> _Actions to take_:
• a. Decide whether each statement agrees with the text on Odostomia callimene, answering yes or no and quoting the words of the text that decide it: (i) the shell is milk-white; (ii) the shell has six post-nuclear whorls; (iii) the outer lip is thick.
• b. List every characteristic that the text on Odostomia callimene gives for the base of the shell.

Text segment Start Marker

Species of gastropod

Odostomia callimene is a species of sea snail, a marine gastropod mollusc in the family Pyramidellidae, the pyrams and their allies.

==Description==
The elongate-ovate shell is milk-white. The shell measures 3.1 mm. The nuclear whorls are small, obliquely immersed in the first of the succeeding turns, above which only half of the last volution projects. The projecting portion extends considerably beyond the outline of the post-nuclear spire. The five post-nuclear whorls are slightly rounded, somewhat constricted at the summit. They are marked by almost vertical lines of growth and very regular, closely spaced, wavy, spiral striations; of the latter about 25 occur between the sutures and the third whorl. The periphery of the body whorl is decidedly inflated and strongly rounded. The base of the shell is moderately long, well rounded, with a narrow umbilicus, marked like the spire. The sutures are moderately impressed. The aperture is large, slightly effuse anteriorly. The posterior angle is acute. The outer lip is very thin. The inner lip is quite long, decidedly flexuose and somewhat reflected. It is provided with a strong fold opposite the umbilical chink. The parietal wall is glazed with a thin callus.

==Distribution==
This species occurs in the Pacific Ocean off San Pedro, California.

Text segment End Marker
Extracted records Start Marker

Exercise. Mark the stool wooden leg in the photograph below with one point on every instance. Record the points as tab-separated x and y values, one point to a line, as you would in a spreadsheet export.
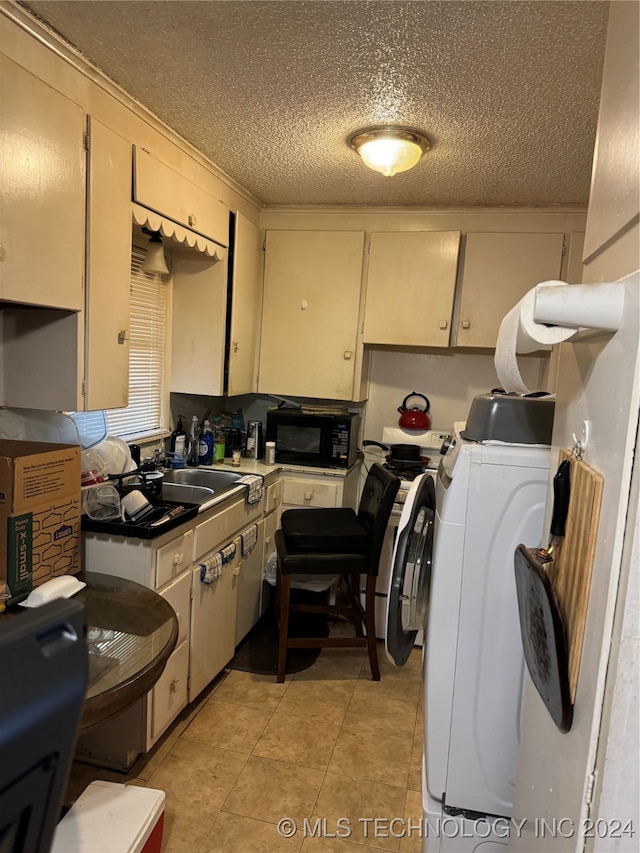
284	592
354	594
372	645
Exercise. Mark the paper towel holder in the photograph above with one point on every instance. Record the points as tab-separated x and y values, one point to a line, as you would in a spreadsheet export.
580	306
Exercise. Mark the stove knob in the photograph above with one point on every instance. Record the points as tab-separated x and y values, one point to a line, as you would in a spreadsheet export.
448	444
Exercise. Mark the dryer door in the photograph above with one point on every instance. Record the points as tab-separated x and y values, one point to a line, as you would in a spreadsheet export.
410	581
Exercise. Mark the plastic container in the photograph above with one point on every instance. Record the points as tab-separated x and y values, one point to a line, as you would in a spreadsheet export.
112	818
206	445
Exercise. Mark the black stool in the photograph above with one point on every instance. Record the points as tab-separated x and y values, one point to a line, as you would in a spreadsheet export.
335	542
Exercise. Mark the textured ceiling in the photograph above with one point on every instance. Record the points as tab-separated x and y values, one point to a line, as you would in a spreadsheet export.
271	91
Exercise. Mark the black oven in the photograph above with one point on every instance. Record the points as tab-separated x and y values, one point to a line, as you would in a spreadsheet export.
318	440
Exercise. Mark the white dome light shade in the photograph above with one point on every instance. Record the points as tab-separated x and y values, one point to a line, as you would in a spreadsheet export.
390	149
155	261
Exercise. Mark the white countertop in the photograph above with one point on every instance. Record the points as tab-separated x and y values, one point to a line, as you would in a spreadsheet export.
254	466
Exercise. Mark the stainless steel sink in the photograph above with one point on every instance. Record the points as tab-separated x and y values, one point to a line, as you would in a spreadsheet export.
182	493
217	480
197	485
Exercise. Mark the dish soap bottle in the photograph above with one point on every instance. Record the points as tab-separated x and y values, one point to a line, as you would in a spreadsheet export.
218	440
179	440
192	459
205	452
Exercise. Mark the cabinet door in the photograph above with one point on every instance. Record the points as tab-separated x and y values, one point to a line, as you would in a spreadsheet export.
169	694
198	327
42	215
411	283
246	305
213	626
310	313
498	270
160	188
310	491
108	268
249	586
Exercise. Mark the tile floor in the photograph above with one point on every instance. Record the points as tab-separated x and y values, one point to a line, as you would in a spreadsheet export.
328	744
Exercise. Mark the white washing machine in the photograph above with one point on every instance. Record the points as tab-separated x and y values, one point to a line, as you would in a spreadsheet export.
429	442
453	576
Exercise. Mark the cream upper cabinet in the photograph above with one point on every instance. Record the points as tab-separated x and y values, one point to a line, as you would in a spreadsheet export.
42	207
246	302
199	320
411	283
162	189
309	345
498	270
108	268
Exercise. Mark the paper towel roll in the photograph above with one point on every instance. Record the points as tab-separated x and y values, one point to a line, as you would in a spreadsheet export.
519	333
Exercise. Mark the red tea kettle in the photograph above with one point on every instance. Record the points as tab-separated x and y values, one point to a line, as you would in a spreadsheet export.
414	418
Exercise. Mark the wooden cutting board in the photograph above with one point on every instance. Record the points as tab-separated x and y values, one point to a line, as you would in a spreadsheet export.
574	565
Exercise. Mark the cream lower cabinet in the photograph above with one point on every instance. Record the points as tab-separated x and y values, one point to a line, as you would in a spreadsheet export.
411	282
498	271
310	344
213	623
215	606
249	583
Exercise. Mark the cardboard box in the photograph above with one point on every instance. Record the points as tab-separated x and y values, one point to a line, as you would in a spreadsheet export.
39	513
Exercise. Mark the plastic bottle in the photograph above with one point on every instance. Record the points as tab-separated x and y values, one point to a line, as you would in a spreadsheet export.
205	451
179	440
218	441
192	458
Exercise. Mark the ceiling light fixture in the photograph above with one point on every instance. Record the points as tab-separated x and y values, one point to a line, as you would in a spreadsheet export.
155	261
390	149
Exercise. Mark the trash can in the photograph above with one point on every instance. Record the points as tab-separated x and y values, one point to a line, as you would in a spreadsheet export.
112	818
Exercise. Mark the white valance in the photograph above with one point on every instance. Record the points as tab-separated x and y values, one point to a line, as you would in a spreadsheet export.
178	233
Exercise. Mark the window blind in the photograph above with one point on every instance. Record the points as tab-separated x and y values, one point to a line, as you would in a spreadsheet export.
144	414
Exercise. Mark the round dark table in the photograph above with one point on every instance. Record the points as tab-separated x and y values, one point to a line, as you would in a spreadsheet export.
131	632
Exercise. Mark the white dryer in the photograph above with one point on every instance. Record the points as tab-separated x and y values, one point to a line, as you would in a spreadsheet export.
455	554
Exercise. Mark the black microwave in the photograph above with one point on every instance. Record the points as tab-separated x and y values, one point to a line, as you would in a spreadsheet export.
318	440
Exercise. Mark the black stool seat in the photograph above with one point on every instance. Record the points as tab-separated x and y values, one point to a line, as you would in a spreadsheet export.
335	541
325	530
313	563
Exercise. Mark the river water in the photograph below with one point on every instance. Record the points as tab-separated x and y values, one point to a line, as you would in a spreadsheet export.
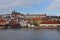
30	34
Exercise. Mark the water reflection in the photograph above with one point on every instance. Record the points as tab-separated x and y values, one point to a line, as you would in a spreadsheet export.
30	34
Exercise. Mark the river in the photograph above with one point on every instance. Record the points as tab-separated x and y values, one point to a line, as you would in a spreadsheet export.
29	34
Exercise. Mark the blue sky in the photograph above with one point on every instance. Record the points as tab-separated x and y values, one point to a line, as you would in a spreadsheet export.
50	7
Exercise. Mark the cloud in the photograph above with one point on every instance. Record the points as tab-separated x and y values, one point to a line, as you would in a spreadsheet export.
7	5
55	5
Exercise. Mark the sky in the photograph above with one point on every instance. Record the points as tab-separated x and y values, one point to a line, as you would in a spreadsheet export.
49	7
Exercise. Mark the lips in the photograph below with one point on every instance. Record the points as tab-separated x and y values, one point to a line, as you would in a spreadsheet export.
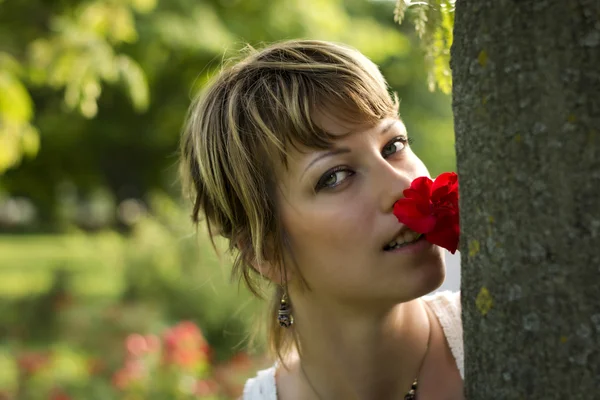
404	236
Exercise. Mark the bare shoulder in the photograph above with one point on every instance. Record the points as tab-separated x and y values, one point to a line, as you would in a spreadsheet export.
288	380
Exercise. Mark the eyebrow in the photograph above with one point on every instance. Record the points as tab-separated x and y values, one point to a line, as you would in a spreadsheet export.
343	150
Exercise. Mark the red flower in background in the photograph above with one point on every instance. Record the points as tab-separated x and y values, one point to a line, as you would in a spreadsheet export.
185	346
431	208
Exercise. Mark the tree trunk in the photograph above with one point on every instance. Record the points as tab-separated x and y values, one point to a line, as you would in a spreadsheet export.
526	101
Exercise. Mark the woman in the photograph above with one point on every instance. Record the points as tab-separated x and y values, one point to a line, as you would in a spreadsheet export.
296	155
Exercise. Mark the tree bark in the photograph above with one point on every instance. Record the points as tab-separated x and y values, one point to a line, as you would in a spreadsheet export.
526	102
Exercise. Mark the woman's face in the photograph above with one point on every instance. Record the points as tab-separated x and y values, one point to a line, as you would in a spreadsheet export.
336	206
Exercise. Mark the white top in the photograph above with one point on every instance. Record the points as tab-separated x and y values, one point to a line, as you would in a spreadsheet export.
445	305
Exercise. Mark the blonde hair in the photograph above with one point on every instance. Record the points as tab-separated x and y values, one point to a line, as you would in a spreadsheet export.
241	128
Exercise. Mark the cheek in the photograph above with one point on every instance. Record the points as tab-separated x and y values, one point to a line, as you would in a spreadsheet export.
329	232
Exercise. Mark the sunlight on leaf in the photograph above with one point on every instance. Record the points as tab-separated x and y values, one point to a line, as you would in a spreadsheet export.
433	21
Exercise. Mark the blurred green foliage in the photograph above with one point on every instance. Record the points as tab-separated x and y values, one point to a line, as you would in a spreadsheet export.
95	242
434	23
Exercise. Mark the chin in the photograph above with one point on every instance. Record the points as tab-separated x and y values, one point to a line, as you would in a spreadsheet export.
431	276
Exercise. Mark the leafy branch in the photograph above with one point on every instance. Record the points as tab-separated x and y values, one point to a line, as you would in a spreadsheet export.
433	21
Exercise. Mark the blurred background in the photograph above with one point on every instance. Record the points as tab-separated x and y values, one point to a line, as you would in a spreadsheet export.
106	289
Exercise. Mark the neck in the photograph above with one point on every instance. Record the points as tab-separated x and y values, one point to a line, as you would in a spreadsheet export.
361	355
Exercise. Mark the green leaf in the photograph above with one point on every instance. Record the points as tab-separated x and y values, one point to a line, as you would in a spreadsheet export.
135	80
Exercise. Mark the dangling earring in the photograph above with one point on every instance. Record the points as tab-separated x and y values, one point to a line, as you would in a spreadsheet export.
284	316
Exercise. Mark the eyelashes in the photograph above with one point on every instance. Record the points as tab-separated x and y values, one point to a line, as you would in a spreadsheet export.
337	175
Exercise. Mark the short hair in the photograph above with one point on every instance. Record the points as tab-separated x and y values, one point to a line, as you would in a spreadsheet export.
240	129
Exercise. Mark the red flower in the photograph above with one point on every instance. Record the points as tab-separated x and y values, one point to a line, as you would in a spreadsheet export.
185	346
431	208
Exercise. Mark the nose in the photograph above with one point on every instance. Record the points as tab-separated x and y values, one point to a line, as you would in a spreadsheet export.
391	182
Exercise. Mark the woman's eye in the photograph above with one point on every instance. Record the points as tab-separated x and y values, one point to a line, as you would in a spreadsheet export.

Extracted records End Marker

> _Answers by item_:
• a.
(i) Yes: "The elongate-ovate shell is milk-white."
(ii) No: "The five post-nuclear whorls are slightly rounded, somewhat constricted at the summit."
(iii) No: "The outer lip is very thin."

• b.
- Moderately long
- Well rounded
- With a narrow umbilicus
- Marked like the spire